### What the task requires:
Your answer must hold only the lines below from the line containing "Target: white sea foam" through the line containing "Target: wet sand", each reproduced exactly.
(Entries supplied begins)
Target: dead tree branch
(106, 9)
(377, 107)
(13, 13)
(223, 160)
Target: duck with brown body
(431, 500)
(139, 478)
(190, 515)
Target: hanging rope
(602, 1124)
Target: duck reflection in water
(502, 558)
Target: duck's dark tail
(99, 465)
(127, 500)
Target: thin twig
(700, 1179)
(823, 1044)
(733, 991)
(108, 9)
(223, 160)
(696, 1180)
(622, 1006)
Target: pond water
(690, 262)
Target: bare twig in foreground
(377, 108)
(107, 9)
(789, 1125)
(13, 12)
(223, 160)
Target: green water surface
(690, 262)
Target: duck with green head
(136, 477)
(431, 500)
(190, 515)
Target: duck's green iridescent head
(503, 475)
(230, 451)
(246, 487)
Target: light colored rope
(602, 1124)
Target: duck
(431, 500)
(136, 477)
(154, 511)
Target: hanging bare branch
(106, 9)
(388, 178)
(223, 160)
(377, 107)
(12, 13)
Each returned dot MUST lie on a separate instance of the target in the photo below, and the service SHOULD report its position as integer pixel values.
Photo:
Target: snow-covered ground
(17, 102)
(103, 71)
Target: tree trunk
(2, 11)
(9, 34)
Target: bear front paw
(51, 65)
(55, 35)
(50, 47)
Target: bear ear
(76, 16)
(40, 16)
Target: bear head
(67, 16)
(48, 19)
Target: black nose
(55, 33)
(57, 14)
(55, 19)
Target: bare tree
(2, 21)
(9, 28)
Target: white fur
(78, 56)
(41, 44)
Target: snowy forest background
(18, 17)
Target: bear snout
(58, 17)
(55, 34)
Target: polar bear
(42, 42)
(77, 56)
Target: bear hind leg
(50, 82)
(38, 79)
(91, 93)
(Entries supplied ends)
(Entries supplied begins)
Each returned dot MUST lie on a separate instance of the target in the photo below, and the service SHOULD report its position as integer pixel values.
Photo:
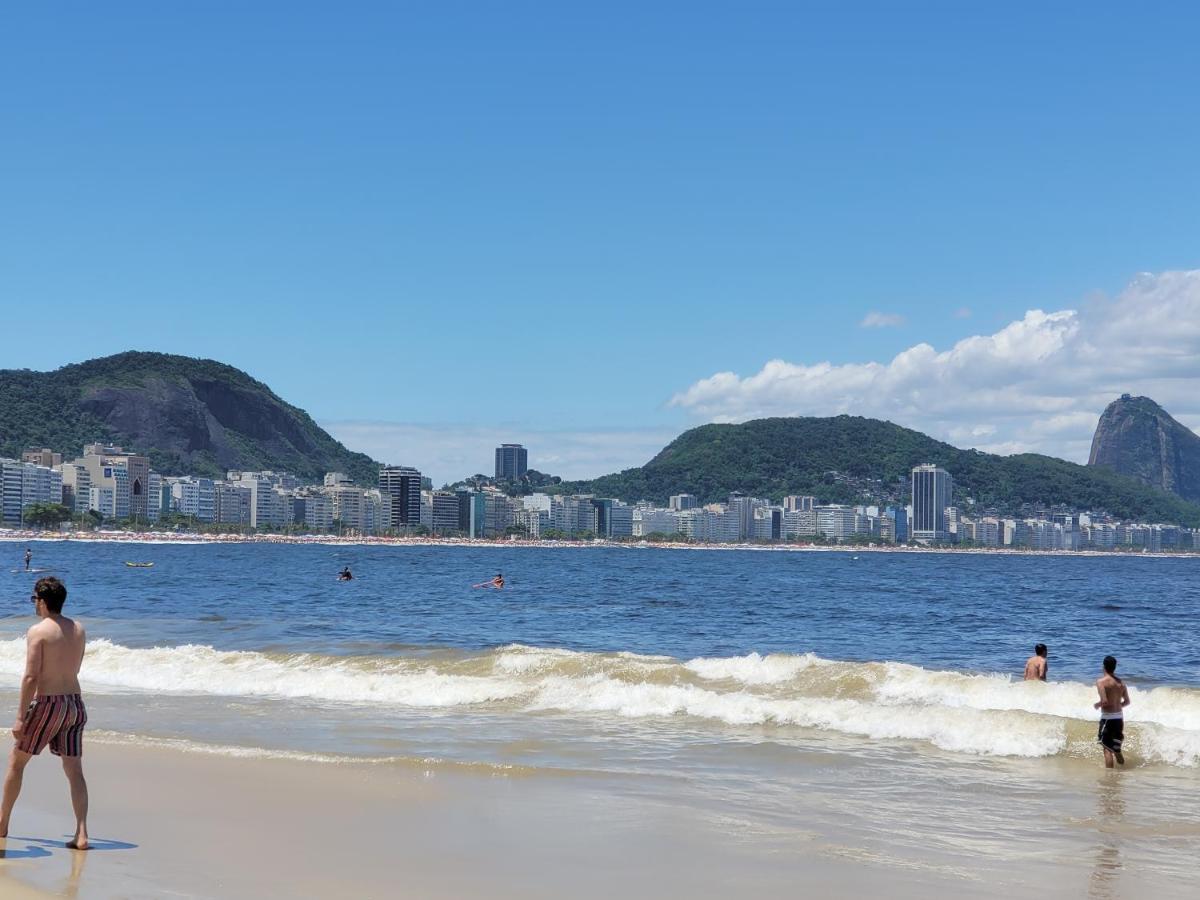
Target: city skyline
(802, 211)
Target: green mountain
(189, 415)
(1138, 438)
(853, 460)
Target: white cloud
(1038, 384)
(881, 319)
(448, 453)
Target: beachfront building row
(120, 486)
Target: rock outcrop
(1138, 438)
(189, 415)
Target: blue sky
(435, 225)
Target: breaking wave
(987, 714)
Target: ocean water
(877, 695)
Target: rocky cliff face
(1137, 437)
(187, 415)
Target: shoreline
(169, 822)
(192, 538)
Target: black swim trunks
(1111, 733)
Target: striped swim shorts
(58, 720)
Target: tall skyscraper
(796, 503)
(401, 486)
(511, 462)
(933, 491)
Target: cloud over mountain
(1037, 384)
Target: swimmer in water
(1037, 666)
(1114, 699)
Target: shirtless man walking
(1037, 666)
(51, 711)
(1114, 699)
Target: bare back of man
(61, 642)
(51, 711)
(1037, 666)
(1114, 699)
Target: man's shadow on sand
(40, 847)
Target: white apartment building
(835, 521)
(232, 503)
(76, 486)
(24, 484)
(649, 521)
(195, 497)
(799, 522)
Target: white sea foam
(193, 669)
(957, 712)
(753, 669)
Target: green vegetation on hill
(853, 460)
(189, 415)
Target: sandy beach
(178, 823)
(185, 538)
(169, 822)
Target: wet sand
(Entries supplied ends)
(Entries supplied begins)
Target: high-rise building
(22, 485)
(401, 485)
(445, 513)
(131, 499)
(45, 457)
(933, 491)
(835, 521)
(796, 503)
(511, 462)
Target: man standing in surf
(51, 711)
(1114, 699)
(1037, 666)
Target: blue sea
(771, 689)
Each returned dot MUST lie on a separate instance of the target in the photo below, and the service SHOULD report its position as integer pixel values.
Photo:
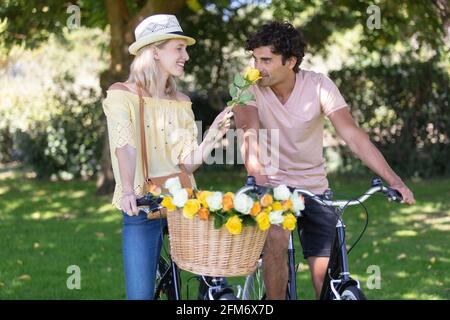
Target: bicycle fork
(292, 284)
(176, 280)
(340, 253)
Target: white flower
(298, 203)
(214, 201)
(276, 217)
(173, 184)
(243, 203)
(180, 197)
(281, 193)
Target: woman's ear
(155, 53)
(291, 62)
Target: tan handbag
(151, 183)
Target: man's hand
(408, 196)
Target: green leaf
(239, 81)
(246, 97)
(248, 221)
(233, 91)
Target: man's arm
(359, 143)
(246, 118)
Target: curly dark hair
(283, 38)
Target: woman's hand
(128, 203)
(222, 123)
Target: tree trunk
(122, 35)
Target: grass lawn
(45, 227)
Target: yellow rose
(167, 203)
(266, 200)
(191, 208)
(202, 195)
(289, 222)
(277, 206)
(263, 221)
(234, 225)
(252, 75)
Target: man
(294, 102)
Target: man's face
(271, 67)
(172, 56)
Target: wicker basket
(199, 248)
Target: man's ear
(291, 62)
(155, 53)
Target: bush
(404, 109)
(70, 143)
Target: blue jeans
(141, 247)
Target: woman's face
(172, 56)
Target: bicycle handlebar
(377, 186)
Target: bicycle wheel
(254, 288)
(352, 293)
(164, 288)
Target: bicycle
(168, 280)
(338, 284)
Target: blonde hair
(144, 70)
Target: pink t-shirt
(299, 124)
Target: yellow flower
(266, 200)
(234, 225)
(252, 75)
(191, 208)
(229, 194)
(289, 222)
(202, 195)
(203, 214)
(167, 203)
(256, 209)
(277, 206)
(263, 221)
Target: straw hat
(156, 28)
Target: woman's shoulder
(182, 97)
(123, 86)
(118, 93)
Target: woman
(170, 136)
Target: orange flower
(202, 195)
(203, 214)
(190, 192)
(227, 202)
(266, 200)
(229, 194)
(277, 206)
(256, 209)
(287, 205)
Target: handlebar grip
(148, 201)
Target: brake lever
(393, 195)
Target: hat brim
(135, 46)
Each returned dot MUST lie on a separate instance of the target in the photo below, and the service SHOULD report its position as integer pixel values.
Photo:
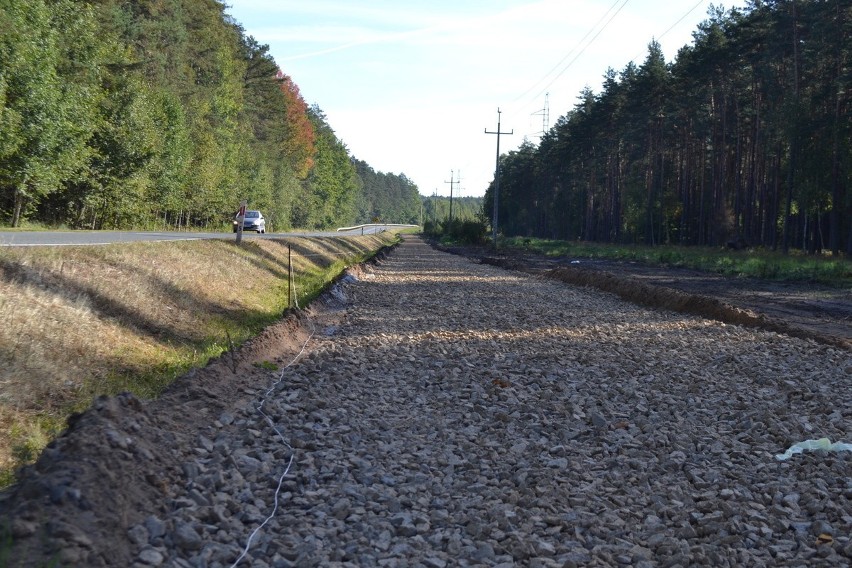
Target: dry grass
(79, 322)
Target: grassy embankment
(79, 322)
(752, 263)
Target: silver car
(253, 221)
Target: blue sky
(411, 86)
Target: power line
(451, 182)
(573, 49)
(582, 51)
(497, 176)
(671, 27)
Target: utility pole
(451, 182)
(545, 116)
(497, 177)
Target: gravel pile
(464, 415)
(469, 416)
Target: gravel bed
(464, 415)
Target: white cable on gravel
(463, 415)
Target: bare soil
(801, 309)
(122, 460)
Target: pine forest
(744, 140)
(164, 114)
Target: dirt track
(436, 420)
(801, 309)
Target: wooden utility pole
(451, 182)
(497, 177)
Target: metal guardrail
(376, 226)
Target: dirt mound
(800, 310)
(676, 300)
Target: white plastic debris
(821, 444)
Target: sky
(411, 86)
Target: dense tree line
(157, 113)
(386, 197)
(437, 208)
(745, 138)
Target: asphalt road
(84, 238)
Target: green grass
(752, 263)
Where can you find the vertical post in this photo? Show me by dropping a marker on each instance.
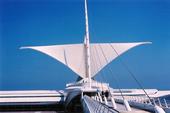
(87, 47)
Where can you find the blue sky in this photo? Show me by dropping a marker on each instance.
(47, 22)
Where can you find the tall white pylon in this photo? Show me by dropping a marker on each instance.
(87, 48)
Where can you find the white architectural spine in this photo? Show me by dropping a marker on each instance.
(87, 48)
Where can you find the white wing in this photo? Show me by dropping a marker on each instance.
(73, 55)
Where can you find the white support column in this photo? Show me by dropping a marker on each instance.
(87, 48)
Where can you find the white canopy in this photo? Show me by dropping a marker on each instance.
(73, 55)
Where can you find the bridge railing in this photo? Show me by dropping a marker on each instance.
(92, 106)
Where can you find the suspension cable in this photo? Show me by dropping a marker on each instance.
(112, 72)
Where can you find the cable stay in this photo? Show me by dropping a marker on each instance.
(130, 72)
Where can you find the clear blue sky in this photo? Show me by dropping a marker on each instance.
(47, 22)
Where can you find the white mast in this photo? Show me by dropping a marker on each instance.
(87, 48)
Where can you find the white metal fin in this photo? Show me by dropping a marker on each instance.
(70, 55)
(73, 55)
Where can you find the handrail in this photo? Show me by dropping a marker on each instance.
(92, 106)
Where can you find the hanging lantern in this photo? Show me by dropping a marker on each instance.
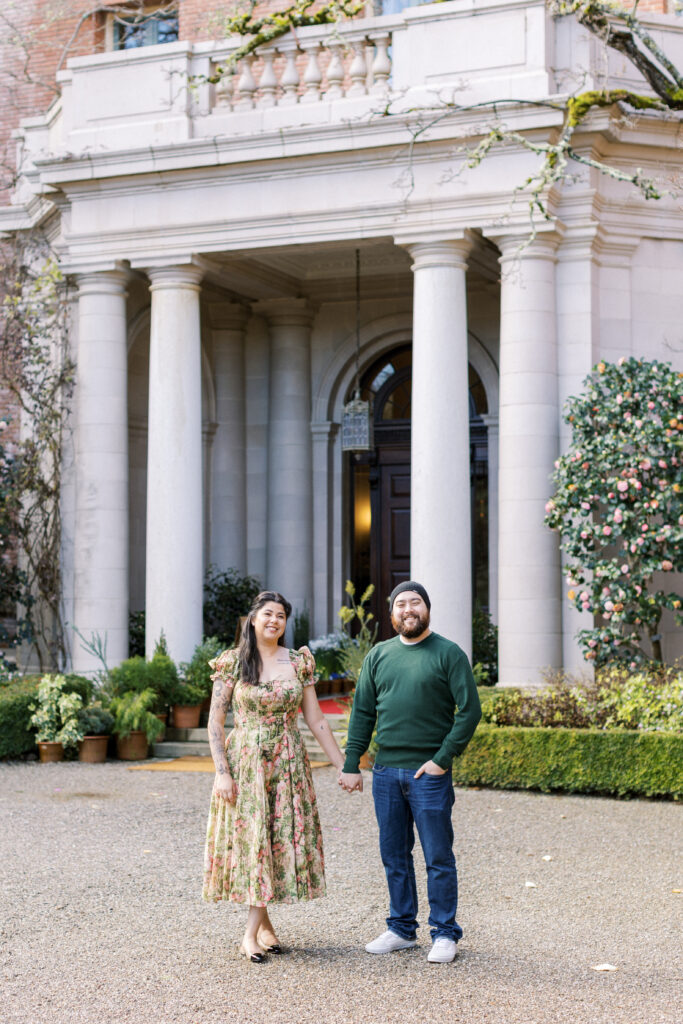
(Entries supplied ends)
### Result of the exercise:
Target: white sea foam
(193, 669)
(957, 712)
(753, 669)
Target: green vegetation on hill
(853, 460)
(189, 415)
Target: sandy beach
(178, 823)
(185, 538)
(169, 822)
Target: wet sand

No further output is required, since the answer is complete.